Given instruction 1 » Count the lines in the data entries that contain the word "concrete", and reply with that number alone.

Text excerpt »
========================================

Ultimately, this project aligns predictive analytics with the bank’s long-term objective of balancing growth with financial stability.

To achieve the outlined objectives, the project will focus on the following key requirements.

Business Requirement 1: Data Insights (Conventional Analysis)

  • Identify key borrower and loan attributes that are most correlated with loan default. Provide visual and statistical insights to help business analysts understand the primary drivers of credit risk.

Business Requirement 2: Classification Model (Machine Learning)

  • Develop a machine learning model capable of predicting whether a loan applicant is likely to default. The system should output a probability of default to support the credit team in decision-making.

Business Requirement 3: Clustering Model (Machine Learning)

  • Group borrowers into risk-based clusters to segment borrowers by credit behavior and improve tailored intervention strategies.

Hypotheses and how to validate them?

To better understand the factors influencing loan default risk, four key hypotheses were formulated based on domain knowledge and the available data. Each hypothesis focuses on a variable expected to impact default probability.

Hypothesis Rationale Validation
H1: Higher loan_amnt is associated with higher default risk Borrowers taking larger loans may face greater repayment burdens, increasing the likelihood of default Visualize distribution of loan_amnt by loan_status, conduct statistical test to confirm difference
H2: Lower person_income is associated with higher default risk Borrowers with lower income may have limited financial capacity to meet repayment obligations Visualize distribution of person_income by loan_status, conduct statistical test to confirm difference
H3: Lower loan_grade (credit quality) is associated with higher default risk A lower loan grade reflects weaker creditworthiness and higher assessed lending risk Analyze frequency of defaults across loan_grade categories, perform Chi-square test for association
H4: Shorter person_emp_length (employment length) is associated with higher default risk Borrowers with shorter employment histories may experience less income stability, increasing repayment risk Visualize distribution of person_emp_length by loan_status, conduct statistical test to confirm difference

These hypotheses will be tested through exploratory data analysis and statistical testing to identify whether the respective features are influential predictors of default risk.

The rationale to map the business requirements to the Data Visualizations and ML tasks

This section explains how each business requirement is addressed by specific analyses, visualizations and ML techniques. It ensures that insights and predictions directly support the business goals and can be interpreted by stakeholders.

Business Requirement 1: Data Insights (Conventional Analysis)

  • Identify key borrower and loan attributes that are most correlated with loan default.
  • Provide visual and statistical insights to help business analysts understand the primary drivers of credit risk.
  • Visualize distributions and relationships between key features and the target variable.

Business Requirement 2: Classification Model (Machine Learning)

  • Develop a binary classification model to predict whether a loan applicant is likely to default.
  • Show the probability of default to support the credit team in decision-making.
  • Evaluate model performance and feature importance for transparency and reliability.

========================================

[Data entries]
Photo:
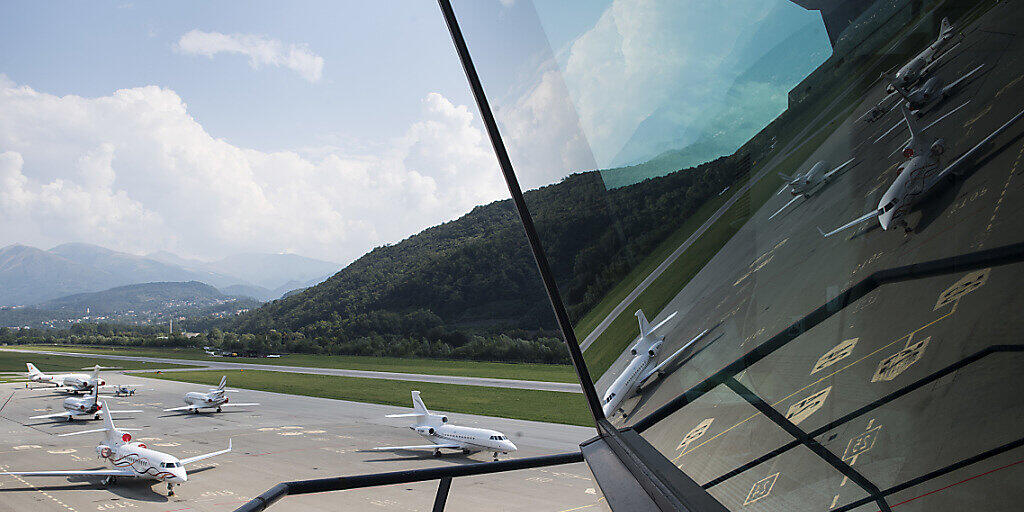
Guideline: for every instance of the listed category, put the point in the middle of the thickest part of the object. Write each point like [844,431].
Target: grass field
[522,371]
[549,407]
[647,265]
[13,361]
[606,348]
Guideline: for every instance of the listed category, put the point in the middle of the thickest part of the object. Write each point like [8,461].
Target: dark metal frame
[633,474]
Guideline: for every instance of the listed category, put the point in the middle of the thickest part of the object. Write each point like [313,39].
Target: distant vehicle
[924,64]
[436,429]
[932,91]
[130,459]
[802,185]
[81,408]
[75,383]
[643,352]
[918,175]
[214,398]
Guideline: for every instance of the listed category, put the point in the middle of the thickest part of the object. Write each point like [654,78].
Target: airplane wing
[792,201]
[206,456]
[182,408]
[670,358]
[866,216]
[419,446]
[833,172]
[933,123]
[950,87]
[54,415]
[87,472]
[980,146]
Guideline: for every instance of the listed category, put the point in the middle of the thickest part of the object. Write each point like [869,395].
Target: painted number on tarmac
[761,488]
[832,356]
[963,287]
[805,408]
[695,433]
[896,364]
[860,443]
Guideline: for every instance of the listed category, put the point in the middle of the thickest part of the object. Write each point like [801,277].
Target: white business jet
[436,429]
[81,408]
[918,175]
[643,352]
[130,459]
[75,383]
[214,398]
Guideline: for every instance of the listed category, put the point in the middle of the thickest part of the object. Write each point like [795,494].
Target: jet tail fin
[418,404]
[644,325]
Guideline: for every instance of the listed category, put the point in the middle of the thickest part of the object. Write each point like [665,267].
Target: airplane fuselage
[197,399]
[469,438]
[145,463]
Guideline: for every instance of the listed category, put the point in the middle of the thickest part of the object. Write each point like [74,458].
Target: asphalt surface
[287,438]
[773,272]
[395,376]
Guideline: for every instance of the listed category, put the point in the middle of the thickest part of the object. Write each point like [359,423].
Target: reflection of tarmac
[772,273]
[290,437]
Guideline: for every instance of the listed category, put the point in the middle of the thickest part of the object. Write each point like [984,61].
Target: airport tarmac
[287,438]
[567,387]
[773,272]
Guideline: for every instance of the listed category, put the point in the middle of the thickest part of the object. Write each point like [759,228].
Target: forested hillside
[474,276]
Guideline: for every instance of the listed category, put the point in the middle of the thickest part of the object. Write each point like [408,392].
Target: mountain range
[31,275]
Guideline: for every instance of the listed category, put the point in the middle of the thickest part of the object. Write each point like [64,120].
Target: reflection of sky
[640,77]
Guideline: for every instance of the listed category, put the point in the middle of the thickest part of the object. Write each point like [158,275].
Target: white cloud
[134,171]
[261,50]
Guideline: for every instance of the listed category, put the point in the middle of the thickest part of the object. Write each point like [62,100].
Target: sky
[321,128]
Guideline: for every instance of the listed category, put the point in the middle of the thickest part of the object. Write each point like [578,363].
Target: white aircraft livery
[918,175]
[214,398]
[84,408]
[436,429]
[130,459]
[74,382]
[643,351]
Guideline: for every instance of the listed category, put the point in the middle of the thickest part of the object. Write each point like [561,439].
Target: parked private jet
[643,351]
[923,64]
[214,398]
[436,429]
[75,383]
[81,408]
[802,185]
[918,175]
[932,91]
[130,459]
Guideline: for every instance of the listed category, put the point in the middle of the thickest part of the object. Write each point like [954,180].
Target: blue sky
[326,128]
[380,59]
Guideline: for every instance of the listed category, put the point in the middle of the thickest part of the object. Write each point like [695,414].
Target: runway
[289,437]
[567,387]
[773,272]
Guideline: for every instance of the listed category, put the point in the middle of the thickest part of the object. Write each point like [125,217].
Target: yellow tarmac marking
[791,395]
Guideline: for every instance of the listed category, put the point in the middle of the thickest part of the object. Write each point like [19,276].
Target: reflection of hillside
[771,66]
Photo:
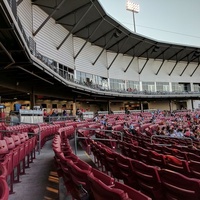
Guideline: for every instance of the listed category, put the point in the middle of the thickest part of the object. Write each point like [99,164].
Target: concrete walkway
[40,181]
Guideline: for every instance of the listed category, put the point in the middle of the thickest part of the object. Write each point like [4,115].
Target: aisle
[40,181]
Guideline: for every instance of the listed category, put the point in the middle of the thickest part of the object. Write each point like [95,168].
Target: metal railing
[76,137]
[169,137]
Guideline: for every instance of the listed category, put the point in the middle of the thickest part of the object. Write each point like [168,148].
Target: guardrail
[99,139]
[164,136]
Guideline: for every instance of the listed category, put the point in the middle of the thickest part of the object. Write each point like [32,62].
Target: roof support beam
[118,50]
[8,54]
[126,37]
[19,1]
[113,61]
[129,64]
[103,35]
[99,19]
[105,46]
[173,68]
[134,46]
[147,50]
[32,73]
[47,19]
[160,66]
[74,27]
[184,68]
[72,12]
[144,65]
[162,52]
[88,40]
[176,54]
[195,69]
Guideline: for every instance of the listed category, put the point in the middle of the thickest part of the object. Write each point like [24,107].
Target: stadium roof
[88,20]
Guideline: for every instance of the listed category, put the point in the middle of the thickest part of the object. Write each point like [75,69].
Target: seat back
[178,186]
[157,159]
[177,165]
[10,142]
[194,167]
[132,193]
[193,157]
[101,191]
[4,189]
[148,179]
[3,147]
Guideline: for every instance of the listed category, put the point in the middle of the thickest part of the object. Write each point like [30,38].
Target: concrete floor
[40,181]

========================================

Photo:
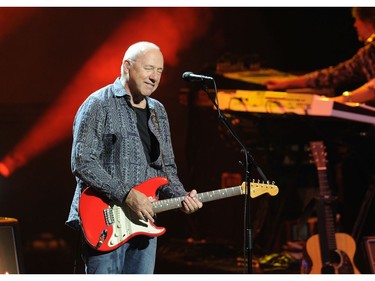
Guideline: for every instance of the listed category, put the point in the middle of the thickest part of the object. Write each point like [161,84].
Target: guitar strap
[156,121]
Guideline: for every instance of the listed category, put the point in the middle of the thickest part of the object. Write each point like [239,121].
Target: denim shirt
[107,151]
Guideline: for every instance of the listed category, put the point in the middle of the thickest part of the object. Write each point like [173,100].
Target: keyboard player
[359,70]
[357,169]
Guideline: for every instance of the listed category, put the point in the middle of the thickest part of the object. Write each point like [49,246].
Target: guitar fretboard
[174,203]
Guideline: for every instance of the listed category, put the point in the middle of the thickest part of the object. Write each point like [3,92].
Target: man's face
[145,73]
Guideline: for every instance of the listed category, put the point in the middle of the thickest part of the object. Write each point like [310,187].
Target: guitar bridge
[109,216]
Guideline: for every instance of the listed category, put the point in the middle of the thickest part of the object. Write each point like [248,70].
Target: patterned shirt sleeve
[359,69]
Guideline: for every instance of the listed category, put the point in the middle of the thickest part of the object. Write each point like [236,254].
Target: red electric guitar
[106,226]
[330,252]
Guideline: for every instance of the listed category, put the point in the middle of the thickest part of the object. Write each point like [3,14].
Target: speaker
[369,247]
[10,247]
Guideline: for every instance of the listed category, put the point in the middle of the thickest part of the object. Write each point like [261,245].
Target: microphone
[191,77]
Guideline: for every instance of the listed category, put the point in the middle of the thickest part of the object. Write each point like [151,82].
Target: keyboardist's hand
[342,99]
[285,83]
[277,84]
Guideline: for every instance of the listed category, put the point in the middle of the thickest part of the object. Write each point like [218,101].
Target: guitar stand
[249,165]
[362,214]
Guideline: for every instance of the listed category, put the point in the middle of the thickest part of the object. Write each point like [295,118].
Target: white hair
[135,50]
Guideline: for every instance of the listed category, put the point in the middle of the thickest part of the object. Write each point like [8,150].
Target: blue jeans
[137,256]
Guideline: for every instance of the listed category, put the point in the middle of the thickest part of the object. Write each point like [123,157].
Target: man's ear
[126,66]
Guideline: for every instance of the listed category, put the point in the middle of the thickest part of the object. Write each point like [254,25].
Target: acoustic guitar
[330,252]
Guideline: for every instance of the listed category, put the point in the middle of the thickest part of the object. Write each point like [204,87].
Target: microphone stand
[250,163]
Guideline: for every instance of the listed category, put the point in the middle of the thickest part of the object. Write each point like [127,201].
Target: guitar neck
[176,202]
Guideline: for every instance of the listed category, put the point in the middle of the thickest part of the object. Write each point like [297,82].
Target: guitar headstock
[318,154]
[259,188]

========================================

Given instruction 2 » In the loan default text, write out the passage from "These hypotheses will" up to and including "interpreted by stakeholders.", substituting "business users" for "stakeholders".

Exercise result 1 » 2

Exercise result 2 »
These hypotheses will be tested through exploratory data analysis and statistical testing to identify whether the respective features are influential predictors of default risk.

The rationale to map the business requirements to the Data Visualizations and ML tasks

This section explains how each business requirement is addressed by specific analyses, visualizations and ML techniques. It ensures that insights and predictions directly support the business goals and can be interpreted by business users.